Postgres query logs show SQL, not semantic meaning.
The Solution
Every query to the Episteme API is automatically logged with full provenance:
/// Stored at `AUD:{query_id}` in the KV store.
pub struct QueryAudit {
pub query_id: QueryId, // Content-addressed hash
pub agent_id: Option<[u8; 32]>, // From X-Agent-Id header
pub timestamp: u64,
pub params: QueryParams, // Subject, predicate, lifecycle, epoch, lens
pub result_hash: Option<Hash>, // Hash of winning assertion
pub result_confidence: f32,
pub contributing_assertions: Vec<ContributingAssertion>,
}
pub struct ContributingAssertion {
pub assertion_hash: Hash,
pub weight: f32, // How much it influenced result (1.0 for winner)
pub source_hash: Hash, // Original evidence
pub lifecycle: LifecycleStage,
}
Storage Layout
| Key Pattern | Value | Purpose |
|---|---|---|
AUD:{query_id} |
Serialized QueryAudit | Individual audit records |
AUDA:{agent_id}:{timestamp}:{query_id} |
Empty | Agent index for temporal queries |
API
List Query Audits
# List recent audits
GET /v1/audit/queries?limit=100
# Filter by agent
GET /v1/audit/queries?agent_id=<hex-encoded-pubkey>&from=1704067200&to=1704153600
Get Specific Audit
# Full reasoning trace for a single query
GET /v1/audit/query/{query_id}
Including Agent ID in Queries
To associate queries with an agent, include the X-Agent-Id header:
curl -H "X-Agent-Id: <hex-encoded-32-byte-pubkey>" \
"http://localhost:18180/v1/query?subject=Tesla&predicate=revenue"
Response Format
{
"query_id": "a7f3a2b9c1d4e5f6...",
"agent_id": "01020304...",
"timestamp": 1704153600,
"params": {
"subject": "auth/jwt",
"predicate": "signing_algorithm",
"lifecycle": "Approved",
"lens": "Authority"

**EXERCISE A:**
Using the query audit documentation, answer:
(i) Which header supplies the agent_id value?
(ii) Under what key pattern is an individual QueryAudit stored in the KV store?
(iii) What weight does a contributing assertion carry when it is the winner?
**EXERCISE B:** Reproduce the stretch of the query audit documentation that starts with the words containing "Postgres query logs" and finishes with "the KV store.".

[Stored dataset items]
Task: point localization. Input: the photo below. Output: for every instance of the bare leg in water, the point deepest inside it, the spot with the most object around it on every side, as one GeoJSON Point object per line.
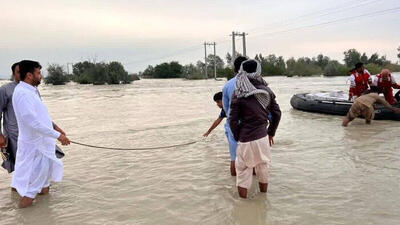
{"type": "Point", "coordinates": [25, 202]}
{"type": "Point", "coordinates": [263, 187]}
{"type": "Point", "coordinates": [45, 191]}
{"type": "Point", "coordinates": [233, 169]}
{"type": "Point", "coordinates": [242, 192]}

**TASK OUTPUT A:**
(i) The X-Agent-Id header
(ii) AUD:{query_id}
(iii) 1.0

**TASK OUTPUT B:**
Postgres query logs show SQL, not semantic meaning.
The Solution
Every query to the Episteme API is automatically logged with full provenance:
/// Stored at `AUD:{query_id}` in the KV store.